Dataset rows on where objects appear
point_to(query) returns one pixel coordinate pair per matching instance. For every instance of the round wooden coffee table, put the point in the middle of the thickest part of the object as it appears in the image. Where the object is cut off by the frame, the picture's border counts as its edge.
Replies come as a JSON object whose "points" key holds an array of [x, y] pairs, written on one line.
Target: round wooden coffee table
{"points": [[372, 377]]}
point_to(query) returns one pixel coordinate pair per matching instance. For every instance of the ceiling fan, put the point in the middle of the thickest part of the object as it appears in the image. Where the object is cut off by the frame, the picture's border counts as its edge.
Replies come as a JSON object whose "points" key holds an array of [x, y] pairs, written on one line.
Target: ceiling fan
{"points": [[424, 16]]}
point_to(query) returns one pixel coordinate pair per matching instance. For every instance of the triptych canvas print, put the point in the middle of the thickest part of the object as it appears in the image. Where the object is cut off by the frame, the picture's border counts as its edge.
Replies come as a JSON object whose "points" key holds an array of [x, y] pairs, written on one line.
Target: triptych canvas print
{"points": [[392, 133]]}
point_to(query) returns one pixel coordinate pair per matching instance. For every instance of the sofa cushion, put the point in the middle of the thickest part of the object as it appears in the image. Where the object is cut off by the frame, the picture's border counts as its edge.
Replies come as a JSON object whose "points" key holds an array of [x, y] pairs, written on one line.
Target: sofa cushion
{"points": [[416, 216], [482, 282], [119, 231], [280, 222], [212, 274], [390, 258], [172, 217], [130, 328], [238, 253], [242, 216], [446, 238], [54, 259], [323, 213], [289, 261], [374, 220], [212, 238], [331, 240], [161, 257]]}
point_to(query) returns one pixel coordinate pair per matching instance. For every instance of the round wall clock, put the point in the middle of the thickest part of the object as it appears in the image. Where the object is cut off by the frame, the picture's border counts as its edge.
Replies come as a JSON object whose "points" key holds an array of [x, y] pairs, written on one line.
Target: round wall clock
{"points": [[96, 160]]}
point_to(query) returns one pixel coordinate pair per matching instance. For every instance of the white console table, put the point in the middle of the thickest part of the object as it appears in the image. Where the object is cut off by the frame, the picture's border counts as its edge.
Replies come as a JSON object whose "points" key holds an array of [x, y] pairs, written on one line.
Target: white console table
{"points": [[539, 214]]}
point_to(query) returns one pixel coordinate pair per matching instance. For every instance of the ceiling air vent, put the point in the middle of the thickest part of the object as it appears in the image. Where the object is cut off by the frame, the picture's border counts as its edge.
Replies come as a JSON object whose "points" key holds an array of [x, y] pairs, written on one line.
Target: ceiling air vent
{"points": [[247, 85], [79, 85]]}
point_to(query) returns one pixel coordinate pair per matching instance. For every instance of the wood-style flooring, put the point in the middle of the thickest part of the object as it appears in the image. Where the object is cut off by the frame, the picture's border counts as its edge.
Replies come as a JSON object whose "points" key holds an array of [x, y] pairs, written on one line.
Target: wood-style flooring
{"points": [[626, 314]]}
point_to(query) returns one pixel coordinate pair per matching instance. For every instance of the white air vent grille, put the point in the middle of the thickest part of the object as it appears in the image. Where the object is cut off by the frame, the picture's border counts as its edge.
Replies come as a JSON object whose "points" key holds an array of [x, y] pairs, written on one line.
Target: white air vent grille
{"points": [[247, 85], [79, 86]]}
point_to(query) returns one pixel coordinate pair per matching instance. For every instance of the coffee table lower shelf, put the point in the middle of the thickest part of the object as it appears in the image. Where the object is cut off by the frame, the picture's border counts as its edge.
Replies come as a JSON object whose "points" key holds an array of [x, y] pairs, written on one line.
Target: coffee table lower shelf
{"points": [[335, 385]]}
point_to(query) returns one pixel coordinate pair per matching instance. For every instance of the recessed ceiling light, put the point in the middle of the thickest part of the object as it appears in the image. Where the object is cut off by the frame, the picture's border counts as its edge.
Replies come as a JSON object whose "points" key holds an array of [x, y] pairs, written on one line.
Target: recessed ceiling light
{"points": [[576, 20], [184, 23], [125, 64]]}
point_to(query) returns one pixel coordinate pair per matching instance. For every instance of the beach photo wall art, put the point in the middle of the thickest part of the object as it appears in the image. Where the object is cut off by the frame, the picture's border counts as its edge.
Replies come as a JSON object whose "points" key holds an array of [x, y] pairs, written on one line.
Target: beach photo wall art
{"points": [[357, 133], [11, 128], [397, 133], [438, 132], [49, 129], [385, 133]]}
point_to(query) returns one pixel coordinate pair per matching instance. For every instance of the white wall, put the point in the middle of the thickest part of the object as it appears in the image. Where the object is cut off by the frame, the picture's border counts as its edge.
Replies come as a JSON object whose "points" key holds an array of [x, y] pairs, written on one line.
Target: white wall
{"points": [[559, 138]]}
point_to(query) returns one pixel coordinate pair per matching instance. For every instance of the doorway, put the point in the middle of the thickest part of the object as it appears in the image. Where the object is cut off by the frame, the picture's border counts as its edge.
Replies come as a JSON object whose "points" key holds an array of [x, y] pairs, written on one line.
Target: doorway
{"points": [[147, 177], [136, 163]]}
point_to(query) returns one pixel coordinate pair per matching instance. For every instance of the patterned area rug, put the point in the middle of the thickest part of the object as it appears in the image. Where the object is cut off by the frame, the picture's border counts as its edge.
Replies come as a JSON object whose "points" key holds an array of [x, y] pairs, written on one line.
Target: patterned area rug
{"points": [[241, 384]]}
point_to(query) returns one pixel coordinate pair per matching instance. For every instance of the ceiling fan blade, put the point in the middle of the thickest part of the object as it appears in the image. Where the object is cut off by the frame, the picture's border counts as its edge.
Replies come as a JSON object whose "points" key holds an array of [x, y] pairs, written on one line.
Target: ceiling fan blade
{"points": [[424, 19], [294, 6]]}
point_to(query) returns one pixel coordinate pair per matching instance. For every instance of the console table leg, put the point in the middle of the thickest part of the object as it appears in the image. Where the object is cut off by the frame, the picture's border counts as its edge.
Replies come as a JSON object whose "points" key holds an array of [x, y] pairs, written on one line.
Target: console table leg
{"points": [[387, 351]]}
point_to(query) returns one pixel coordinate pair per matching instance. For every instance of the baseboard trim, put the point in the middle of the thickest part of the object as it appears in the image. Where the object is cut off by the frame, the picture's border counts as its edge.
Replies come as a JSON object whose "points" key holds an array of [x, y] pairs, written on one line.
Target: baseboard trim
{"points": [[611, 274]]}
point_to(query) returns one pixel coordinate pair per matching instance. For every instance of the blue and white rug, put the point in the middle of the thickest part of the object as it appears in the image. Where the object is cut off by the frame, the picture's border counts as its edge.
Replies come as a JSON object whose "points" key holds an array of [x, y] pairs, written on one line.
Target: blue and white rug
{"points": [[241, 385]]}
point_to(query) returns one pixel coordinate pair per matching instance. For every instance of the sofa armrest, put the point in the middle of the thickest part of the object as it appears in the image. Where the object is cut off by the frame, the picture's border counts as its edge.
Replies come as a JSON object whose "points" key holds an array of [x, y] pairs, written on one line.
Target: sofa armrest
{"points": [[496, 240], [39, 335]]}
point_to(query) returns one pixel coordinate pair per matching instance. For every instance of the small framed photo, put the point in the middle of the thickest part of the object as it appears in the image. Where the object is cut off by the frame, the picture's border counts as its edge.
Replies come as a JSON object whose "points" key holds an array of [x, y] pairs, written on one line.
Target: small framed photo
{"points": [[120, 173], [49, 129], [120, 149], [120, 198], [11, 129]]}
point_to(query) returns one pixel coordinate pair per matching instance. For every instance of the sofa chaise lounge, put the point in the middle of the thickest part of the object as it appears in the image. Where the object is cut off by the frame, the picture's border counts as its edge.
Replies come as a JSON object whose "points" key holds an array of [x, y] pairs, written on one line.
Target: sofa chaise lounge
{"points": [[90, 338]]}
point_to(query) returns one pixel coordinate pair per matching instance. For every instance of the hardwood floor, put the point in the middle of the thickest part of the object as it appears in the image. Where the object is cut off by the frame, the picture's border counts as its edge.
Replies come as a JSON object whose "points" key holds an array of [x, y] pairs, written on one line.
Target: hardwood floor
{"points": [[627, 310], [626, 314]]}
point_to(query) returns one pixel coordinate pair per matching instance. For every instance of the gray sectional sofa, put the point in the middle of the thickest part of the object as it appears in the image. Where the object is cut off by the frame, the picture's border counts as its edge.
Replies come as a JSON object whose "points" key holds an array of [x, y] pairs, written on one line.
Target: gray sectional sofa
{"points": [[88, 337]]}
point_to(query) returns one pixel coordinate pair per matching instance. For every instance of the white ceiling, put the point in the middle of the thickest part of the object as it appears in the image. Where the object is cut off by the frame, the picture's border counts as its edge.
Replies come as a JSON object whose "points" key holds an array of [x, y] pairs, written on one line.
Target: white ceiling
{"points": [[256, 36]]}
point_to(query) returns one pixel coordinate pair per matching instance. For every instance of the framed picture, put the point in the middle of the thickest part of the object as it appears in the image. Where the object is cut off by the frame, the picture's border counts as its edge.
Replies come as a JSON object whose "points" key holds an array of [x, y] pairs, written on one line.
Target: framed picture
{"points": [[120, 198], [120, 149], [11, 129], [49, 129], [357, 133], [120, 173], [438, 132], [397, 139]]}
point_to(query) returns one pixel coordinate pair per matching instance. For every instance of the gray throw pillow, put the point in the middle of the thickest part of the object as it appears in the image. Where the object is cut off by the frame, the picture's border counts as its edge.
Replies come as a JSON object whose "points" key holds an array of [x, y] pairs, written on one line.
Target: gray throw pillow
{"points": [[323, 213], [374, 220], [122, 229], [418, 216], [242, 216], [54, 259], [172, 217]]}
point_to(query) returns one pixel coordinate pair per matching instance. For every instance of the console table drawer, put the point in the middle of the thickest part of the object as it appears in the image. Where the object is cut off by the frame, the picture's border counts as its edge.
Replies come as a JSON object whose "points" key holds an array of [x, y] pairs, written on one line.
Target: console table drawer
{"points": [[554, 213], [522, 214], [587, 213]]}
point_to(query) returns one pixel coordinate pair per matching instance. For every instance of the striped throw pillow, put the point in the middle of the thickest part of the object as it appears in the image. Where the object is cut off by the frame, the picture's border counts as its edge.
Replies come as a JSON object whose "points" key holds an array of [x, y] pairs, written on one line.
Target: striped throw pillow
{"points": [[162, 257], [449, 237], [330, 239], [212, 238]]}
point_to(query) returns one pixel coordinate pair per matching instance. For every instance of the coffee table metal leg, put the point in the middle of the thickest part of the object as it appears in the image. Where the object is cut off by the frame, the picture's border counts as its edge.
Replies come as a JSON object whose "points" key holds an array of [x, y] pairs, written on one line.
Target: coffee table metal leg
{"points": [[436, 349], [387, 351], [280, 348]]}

- [What this task involves]:
Repeat, exactly and only, the lines above from the one containing "of the striped" through the end of the material.

- [Full answer]:
point_to(query) returns one pixel coordinate pair per matching instance. For every instance of the striped throw pillow, put the point in the middle of the thickest part of the object as it appears in the image. Where the object is cut off by the frame, the picture's border counts as its edge.
Replies come as a JSON object whose "points" key holds an array of [x, y] pairs, written on one line.
Target: striped throw pillow
{"points": [[162, 257], [449, 237], [330, 239], [212, 238]]}
point_to(query) returns one pixel coordinate pair per matching instance. For every instance of the coffee table metal leg, put the point in the middle of the thickest part of the object as it appears in the image. Where the object is cut off by the frame, the picture's border counts as its edge.
Replies come as a JSON object whose "points" key holds an array of [x, y] pairs, written on one line.
Target: coffee table metal leg
{"points": [[436, 349], [387, 351], [280, 348]]}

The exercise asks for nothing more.